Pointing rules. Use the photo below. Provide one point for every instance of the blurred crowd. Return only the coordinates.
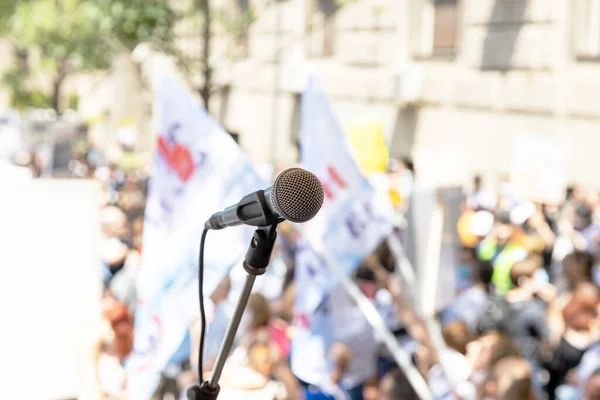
(523, 325)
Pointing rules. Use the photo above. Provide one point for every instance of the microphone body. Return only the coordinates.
(254, 209)
(296, 195)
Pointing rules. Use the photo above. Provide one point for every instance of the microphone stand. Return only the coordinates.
(255, 263)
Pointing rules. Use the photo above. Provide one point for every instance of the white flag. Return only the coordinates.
(198, 170)
(352, 222)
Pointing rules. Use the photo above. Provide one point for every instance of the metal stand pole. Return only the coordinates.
(232, 330)
(256, 262)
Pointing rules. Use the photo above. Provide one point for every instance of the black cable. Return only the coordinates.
(201, 294)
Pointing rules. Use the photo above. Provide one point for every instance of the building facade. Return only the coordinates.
(462, 86)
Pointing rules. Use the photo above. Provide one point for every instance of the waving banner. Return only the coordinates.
(353, 221)
(198, 169)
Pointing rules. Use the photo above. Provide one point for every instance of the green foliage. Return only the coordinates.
(67, 36)
(23, 96)
(237, 22)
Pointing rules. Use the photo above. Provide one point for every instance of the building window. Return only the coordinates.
(586, 29)
(320, 28)
(445, 27)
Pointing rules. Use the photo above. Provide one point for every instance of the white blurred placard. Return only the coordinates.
(50, 287)
(540, 166)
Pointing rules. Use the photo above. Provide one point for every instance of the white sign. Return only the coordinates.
(540, 166)
(51, 286)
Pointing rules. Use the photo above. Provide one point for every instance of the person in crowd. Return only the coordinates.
(592, 387)
(395, 386)
(481, 198)
(585, 226)
(111, 351)
(470, 305)
(256, 365)
(451, 375)
(582, 329)
(510, 379)
(503, 250)
(577, 267)
(526, 319)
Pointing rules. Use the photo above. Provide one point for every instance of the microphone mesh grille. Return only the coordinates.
(297, 195)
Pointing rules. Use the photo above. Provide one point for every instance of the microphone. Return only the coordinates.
(296, 196)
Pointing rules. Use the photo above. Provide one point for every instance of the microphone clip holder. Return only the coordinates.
(255, 264)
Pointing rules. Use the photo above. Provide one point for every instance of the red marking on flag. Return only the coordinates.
(302, 321)
(177, 157)
(336, 177)
(326, 190)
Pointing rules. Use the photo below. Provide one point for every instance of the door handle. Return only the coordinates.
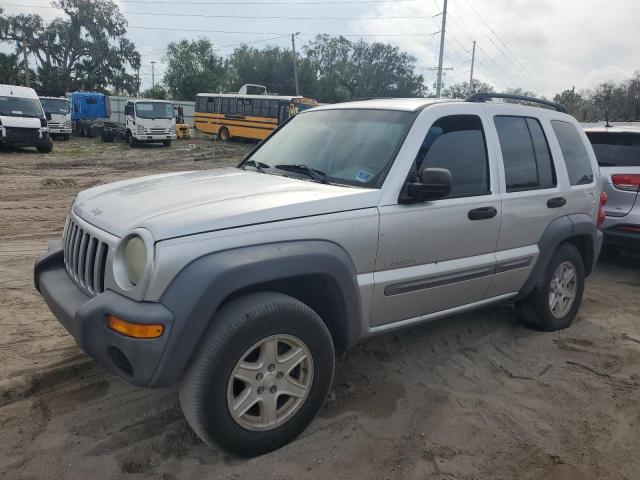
(557, 202)
(483, 213)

▶ _ASSIGNMENT_
Repeat the lines above precisely and skip every picture.

▶ _ANSWER TO THIS EXERCISE_
Pointing rules. Use the photo below. Provide one point for every instance of the blurred crowd. Return only the coordinates.
(523, 325)
Pointing rules. Use the photo above. Provide one point for every instance of the microphone body. Return only the coordinates.
(254, 209)
(296, 195)
Pointing rules. Use the photo above. Provide one point for every instance of the microphone stand. Return only the coordinates.
(255, 263)
Pointing rules. Use the photo above. Provide one point for every instance of the white flag. Return only the coordinates.
(198, 170)
(352, 222)
Pointing rules. Use the photo above. Provide one point for every instance of the metal stand pole. Return only the coordinates.
(232, 330)
(256, 262)
Pointing rules. Use the photo above. Provide one point for every instance of the black cable. Return only the coordinates.
(201, 294)
Pointing rules. Use the photo above. Provide one point for every instance of the building facade. Return only the coordinates.
(462, 86)
Pointing rules. Use the photo above. Provide one point for every instance of the waving banner. Return only the coordinates.
(353, 221)
(198, 169)
Pointing rules. Use the photo above. Provide one point for every instance of the green foliage. Return only the coordinates.
(67, 36)
(23, 96)
(237, 22)
Pointing rules. Use the photo above. Provide one point for every instance of the building window. Return only the coordinates.
(586, 29)
(320, 28)
(445, 27)
Pointing rules. Use the photo above. Provide one point for every instance of the white blurred placard. Return only the coordinates.
(50, 287)
(540, 166)
Pointing rules. Use the photo above. Provide one point for every instance of the white sign. Return only the coordinates.
(540, 166)
(51, 286)
Pointing rules. Use the photo above. Provide one point for every instance of the person in crowd. Return only the coordinates.
(592, 387)
(395, 386)
(481, 198)
(585, 226)
(111, 351)
(470, 305)
(256, 365)
(451, 375)
(582, 329)
(510, 379)
(503, 250)
(577, 267)
(526, 319)
Pointing rules. Use the photo above. Provide one point for every instance of the microphone mesh grille. Return only the coordinates.
(297, 195)
Pointing rules. Use the photo above. Provide one point for every instance of the microphone. Return only the coordinates.
(296, 196)
Pointing rules. Use the photo above. Provide one point for every instance of the microphone clip holder. Return only the coordinates.
(255, 264)
Pointing rules. Use the photo above. Provide one point for every instance of the red marking on flag. Return only the coordinates.
(302, 321)
(177, 157)
(336, 177)
(326, 190)
Pointing rules. Use the photo below. Provide one point for every instance of the door handle. Return only the coordinates.
(557, 202)
(483, 213)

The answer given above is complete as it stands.